Task to carry out ->
Each line below from the one containing "Mark one point per instance of the beige" through the one containing "Mark one point per instance of the purple" is to be given again exactly, and no line outside that span.

Records for the task ->
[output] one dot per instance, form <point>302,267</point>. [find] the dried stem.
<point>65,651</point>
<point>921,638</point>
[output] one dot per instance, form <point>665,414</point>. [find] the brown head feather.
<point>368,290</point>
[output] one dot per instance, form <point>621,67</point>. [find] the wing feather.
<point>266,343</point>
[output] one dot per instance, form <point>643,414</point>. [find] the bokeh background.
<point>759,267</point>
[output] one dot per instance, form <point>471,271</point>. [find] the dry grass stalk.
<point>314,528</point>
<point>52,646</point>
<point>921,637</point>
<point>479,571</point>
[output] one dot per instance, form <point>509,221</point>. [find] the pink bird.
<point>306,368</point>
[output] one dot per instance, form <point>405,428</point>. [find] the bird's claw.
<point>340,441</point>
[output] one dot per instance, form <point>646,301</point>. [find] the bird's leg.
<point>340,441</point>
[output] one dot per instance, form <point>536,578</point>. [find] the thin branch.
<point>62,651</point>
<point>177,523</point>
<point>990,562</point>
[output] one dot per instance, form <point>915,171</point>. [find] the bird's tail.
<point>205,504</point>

* * *

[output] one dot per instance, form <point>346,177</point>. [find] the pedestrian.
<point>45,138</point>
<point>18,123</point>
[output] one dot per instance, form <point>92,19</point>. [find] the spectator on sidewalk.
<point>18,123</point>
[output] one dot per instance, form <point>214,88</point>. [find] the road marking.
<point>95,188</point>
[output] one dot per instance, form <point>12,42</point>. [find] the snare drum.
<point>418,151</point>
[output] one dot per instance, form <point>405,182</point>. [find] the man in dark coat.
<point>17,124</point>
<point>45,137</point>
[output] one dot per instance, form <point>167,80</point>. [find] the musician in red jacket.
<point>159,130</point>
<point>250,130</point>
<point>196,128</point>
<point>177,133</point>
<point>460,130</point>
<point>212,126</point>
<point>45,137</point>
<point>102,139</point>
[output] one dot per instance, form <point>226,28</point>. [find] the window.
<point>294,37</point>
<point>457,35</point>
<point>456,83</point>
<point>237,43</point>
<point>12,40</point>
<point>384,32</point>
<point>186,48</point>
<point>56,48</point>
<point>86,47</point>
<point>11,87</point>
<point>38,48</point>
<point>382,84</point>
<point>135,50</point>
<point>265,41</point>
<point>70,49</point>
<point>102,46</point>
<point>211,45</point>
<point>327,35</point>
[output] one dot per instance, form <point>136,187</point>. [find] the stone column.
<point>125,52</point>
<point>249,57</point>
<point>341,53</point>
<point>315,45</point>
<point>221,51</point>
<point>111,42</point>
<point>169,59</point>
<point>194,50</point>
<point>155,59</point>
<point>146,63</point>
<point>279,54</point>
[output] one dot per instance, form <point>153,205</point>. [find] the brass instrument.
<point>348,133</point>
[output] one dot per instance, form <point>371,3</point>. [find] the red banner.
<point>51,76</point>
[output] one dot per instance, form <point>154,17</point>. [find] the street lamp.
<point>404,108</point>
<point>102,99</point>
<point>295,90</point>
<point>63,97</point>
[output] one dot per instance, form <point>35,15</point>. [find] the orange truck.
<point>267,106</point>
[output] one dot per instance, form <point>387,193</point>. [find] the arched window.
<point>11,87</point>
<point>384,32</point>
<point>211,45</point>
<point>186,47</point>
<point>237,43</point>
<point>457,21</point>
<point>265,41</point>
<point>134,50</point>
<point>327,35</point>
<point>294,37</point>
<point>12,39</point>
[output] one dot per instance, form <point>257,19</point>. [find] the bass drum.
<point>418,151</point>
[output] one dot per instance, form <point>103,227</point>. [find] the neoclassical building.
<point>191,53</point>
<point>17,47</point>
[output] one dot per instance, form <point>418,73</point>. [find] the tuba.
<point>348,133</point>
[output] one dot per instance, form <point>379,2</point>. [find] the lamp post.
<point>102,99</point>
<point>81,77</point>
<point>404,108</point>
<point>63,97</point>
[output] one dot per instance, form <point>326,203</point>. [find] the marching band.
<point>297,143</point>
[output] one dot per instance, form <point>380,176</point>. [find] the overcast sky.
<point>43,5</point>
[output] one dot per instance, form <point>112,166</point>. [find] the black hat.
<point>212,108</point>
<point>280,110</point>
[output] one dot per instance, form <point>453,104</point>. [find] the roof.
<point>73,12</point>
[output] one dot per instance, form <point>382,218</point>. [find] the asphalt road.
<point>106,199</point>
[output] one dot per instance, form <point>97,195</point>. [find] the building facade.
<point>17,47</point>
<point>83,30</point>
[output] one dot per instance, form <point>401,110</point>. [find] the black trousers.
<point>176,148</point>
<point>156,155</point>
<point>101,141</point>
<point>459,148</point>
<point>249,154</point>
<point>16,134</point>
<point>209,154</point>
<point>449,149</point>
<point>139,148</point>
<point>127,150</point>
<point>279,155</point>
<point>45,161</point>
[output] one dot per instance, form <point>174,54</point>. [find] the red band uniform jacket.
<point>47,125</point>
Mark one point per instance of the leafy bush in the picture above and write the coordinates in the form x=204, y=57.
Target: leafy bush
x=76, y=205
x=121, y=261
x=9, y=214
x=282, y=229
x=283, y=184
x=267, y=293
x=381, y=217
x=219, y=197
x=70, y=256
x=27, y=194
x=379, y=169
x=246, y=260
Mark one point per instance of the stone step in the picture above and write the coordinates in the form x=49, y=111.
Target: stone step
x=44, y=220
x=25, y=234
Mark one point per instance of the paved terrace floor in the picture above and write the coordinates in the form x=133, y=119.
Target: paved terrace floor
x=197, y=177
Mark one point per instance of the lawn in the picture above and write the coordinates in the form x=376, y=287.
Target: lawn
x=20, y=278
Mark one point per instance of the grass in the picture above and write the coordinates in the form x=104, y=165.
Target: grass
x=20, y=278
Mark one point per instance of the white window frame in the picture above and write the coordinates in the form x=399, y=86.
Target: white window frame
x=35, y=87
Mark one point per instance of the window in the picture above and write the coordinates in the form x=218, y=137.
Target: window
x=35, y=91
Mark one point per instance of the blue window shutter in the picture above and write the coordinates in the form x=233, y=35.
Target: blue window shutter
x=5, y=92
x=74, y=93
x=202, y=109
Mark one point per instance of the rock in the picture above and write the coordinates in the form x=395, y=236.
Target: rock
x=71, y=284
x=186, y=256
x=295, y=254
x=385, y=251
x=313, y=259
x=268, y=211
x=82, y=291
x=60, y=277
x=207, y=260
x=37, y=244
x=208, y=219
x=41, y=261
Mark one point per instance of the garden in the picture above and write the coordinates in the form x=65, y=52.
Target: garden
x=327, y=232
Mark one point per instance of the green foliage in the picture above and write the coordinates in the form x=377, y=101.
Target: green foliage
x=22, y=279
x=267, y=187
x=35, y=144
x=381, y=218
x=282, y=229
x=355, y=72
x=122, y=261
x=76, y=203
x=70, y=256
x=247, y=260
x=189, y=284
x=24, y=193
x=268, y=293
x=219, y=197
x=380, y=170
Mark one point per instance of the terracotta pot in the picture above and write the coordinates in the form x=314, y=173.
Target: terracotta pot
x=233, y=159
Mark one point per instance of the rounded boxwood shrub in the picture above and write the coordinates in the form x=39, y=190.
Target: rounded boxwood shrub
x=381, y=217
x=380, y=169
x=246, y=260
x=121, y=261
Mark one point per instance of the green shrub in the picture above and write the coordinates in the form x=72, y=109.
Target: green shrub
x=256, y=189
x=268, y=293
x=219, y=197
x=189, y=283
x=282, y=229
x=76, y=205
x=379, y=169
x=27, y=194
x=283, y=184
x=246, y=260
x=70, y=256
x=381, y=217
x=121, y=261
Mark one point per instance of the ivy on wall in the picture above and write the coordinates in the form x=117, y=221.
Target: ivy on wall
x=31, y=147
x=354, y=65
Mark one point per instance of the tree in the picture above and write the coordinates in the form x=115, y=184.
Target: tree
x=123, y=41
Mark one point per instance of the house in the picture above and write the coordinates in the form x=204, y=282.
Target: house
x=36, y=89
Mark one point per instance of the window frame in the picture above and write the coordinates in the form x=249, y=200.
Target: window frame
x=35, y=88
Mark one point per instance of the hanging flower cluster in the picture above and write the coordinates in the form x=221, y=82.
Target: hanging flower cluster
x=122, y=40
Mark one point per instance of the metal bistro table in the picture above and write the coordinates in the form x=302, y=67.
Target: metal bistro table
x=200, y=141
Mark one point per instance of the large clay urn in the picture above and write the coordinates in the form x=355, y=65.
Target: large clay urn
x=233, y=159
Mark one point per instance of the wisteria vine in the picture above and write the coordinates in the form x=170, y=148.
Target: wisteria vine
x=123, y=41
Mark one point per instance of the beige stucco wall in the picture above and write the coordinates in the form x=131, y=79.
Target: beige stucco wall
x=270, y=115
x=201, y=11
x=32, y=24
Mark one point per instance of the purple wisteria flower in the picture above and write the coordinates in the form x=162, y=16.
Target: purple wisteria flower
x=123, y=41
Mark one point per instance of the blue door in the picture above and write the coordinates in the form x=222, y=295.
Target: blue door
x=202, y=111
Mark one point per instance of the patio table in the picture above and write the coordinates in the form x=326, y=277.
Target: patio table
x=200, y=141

Written reply ->
Mark one point per instance of the beige stucco wall in the picture above and write the coordinates in the form x=131, y=79.
Target: beige stucco wall
x=270, y=115
x=201, y=11
x=32, y=24
Mark one point per instance of the purple wisteria flower in the picture above and write the coordinates in the form x=162, y=16.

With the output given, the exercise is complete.